Tâche demandée a →
Dans le texte sur le paysan de l'Italie méridionale, relevez les lieux où le texte propose d'accompagner les travailleurs.

Texte fourni →

Voilà le paysan de l’Italie méridionale. Vigoureux de corps et souvent d’esprit très ouvert, il continue à savoir ce que savaient ses pères, et à faire ce qu’ils ont fait. Pour comprendre à quelles générations lointaines ces hommes appartiennent, il faut observer leur vie et en dégager, s’il se peut, les faits caractéristiques. Je ne parle pas ici des coutumes plus ou moins bizarres, des cérémonies familiales plus ou moins archaïques : je parle des actes toujours répétés qui forment la trame élémentaire de la vie. Pour le paysan français, par exemple, tout tient dans la ferme et dans le bas de laine aux écus. Le paysan des Abruzzes ou des Pouilles fait dans l’année deux parts inégales : l’une pour les travaux qui gagnent le pain de chaque jour, l’autre pour les pèlerinages qui doivent gagner le ciel. Or, si nous accompagnons les travailleurs de l’Italie méridionale aux pâturages, aux champs, aux sanctuaires traditionnels, nous serons surpris de les trouver sans cesse par les sentiers et par les routes, comme des chemineaux. Ceux même qui ont un foyer semblent mener une vie de nomades.

Données disponibles →
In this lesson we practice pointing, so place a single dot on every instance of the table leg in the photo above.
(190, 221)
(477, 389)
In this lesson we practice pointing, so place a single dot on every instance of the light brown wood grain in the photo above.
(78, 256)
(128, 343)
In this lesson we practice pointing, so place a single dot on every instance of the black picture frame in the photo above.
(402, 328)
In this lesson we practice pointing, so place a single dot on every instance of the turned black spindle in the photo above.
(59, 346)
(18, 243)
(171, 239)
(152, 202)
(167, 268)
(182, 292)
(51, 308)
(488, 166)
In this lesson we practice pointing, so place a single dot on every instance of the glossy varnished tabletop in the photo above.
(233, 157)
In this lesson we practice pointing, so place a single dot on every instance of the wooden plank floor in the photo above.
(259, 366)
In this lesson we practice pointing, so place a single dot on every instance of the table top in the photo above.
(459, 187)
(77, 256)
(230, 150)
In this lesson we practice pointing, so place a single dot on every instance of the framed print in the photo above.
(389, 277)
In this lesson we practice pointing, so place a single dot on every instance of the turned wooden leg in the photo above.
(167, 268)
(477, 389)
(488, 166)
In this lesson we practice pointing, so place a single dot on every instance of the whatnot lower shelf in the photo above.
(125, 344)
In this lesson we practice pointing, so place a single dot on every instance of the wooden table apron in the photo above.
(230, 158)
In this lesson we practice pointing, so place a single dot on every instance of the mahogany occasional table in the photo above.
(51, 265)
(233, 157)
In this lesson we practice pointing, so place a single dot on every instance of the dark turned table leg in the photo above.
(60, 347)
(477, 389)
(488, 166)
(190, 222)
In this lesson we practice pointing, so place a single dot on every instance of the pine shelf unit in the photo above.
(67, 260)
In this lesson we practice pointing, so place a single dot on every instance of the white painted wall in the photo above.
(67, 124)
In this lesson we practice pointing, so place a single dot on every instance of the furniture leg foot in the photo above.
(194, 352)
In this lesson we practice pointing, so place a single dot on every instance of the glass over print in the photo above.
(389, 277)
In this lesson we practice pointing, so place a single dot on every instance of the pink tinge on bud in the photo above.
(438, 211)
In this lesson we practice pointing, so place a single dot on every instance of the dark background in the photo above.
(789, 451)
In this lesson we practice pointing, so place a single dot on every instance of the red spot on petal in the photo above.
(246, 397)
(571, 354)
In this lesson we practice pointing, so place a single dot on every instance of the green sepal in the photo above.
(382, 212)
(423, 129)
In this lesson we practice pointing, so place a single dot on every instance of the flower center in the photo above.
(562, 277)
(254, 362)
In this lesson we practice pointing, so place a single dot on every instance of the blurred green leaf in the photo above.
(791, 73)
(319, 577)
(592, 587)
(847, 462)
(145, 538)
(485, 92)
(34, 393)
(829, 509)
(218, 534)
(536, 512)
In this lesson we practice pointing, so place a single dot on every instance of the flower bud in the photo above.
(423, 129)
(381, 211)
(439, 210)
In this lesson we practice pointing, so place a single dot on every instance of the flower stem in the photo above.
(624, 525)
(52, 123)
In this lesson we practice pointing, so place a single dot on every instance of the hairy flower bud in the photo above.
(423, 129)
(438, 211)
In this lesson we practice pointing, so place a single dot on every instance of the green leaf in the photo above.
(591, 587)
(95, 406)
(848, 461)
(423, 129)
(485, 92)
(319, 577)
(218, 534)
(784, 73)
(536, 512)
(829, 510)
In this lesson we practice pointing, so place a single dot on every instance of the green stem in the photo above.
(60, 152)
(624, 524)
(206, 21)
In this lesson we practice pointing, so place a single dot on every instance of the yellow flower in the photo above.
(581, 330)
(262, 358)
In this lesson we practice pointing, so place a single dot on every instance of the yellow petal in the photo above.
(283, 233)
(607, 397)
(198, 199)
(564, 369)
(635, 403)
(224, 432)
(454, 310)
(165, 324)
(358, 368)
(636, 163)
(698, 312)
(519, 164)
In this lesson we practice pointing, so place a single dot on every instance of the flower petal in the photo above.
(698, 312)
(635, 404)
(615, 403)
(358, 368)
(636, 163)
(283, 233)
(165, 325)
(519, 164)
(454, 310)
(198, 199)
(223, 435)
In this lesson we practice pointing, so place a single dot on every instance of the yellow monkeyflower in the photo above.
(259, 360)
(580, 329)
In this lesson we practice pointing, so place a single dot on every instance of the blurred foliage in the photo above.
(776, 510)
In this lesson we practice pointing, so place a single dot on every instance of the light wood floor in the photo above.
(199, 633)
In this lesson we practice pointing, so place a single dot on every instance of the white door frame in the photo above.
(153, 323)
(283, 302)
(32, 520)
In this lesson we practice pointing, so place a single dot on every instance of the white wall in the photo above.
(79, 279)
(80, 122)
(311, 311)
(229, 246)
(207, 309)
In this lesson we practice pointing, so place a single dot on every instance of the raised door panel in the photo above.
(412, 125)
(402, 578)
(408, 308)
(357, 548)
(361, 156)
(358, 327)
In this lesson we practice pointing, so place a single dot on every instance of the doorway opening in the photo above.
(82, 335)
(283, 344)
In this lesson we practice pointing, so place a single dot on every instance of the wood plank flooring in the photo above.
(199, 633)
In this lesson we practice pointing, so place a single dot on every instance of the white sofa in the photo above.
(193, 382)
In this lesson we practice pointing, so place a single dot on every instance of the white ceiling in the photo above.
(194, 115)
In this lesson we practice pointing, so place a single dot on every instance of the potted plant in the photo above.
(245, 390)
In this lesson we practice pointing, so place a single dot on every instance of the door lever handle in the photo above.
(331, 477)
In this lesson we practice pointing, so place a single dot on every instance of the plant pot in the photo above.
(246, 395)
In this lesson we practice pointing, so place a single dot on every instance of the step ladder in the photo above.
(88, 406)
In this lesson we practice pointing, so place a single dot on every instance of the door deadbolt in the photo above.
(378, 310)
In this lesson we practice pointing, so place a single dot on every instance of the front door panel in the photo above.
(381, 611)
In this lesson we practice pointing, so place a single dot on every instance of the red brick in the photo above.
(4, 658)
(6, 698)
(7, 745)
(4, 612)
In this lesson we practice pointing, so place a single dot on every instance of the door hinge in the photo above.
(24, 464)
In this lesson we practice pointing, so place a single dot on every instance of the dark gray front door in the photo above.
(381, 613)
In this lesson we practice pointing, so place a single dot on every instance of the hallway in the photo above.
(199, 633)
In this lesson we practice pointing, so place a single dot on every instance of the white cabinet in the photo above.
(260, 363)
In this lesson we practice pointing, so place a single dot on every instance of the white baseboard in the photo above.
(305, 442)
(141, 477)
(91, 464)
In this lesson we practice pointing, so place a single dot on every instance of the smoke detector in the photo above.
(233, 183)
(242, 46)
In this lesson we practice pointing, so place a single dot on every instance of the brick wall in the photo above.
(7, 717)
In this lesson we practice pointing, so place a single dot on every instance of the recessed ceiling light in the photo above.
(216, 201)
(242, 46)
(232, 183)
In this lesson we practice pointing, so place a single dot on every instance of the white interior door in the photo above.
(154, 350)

--

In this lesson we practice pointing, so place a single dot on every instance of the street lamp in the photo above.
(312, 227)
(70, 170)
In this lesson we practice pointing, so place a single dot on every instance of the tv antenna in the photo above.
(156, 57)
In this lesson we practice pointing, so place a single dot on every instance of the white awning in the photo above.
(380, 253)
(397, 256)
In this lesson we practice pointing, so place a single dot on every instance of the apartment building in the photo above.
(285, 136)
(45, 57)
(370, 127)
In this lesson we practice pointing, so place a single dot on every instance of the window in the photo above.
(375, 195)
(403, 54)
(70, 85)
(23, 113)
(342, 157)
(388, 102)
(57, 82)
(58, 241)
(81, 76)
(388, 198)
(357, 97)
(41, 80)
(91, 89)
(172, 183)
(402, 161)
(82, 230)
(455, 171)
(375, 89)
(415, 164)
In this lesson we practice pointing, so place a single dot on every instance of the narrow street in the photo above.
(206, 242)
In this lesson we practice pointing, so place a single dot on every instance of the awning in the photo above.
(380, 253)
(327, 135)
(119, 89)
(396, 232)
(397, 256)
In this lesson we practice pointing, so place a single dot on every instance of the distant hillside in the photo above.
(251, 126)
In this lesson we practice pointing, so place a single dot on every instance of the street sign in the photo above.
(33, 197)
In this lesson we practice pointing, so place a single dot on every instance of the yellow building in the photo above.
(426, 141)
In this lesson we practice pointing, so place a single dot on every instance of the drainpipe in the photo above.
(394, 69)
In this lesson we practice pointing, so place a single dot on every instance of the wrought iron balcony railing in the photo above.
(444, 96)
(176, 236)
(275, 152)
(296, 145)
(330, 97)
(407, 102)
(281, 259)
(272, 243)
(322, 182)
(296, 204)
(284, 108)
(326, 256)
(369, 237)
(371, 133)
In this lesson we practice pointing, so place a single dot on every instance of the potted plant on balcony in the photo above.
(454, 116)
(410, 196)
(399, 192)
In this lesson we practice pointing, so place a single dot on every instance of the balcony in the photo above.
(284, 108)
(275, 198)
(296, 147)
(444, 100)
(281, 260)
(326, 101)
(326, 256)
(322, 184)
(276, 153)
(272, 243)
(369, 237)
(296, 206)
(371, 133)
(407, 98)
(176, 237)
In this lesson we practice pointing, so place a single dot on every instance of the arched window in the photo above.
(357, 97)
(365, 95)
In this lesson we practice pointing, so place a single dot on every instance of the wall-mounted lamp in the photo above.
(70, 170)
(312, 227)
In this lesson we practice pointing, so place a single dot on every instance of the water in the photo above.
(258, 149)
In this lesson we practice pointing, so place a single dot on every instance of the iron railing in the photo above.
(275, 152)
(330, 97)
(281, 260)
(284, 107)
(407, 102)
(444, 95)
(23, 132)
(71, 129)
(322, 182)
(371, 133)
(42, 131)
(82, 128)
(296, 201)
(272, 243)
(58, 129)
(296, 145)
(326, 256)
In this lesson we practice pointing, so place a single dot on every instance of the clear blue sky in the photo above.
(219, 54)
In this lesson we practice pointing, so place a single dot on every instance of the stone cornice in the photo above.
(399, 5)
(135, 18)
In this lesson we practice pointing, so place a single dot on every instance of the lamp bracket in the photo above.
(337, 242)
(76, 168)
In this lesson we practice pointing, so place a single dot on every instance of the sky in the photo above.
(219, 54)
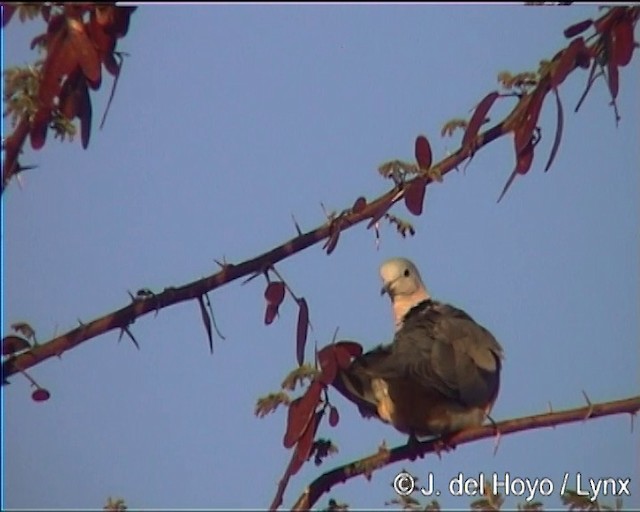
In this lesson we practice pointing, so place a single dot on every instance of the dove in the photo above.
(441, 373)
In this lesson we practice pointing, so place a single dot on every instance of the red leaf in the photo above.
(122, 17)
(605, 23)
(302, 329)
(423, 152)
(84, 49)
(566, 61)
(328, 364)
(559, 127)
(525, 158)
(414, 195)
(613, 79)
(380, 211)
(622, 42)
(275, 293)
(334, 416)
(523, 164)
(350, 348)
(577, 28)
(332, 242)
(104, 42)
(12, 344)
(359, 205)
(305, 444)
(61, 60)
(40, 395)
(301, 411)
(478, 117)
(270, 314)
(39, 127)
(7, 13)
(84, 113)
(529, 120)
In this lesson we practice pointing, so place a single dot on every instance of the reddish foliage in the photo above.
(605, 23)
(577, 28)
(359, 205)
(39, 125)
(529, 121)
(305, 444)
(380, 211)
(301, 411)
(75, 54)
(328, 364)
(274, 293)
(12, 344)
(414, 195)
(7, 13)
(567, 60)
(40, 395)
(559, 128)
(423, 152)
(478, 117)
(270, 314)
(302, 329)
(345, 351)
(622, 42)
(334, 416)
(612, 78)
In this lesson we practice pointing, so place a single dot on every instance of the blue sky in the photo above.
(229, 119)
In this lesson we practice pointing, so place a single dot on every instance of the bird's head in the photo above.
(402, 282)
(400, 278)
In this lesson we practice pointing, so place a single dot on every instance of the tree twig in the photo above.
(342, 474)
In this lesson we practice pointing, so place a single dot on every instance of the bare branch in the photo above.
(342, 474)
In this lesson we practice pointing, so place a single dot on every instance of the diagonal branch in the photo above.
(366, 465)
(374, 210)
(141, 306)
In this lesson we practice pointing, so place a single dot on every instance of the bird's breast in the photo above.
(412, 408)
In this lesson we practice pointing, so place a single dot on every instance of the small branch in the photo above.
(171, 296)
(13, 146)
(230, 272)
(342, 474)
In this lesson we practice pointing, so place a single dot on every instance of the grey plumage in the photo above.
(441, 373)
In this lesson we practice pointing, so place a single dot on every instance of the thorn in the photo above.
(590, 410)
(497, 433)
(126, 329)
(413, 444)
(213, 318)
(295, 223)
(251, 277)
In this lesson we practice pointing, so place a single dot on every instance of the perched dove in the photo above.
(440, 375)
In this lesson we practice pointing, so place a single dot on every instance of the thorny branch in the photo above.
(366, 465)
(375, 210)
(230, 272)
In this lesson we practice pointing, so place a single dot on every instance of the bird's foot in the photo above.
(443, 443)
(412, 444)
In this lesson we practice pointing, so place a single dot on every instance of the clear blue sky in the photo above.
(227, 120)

Tâche demandée b →
Rassemblez, s'il vous plaît, chaque ligne des enregistrements qui contient la chaîne "green". La casse compte.

Réponse finale a →
- les pâturages
- les champs
- les sanctuaires traditionnels

Réponse finale b →
In this lesson we practice pointing, so place a single dot on every instance of the green sepal in the photo above.
In this lesson we practice pointing, so place a single dot on every instance of the blurred green leaf in the photo above.
In this lesson we practice pointing, so place a single dot on every instance of the green leaf in the photo above.
In this lesson we practice pointing, so place a single dot on every instance of the green stem in the photo above.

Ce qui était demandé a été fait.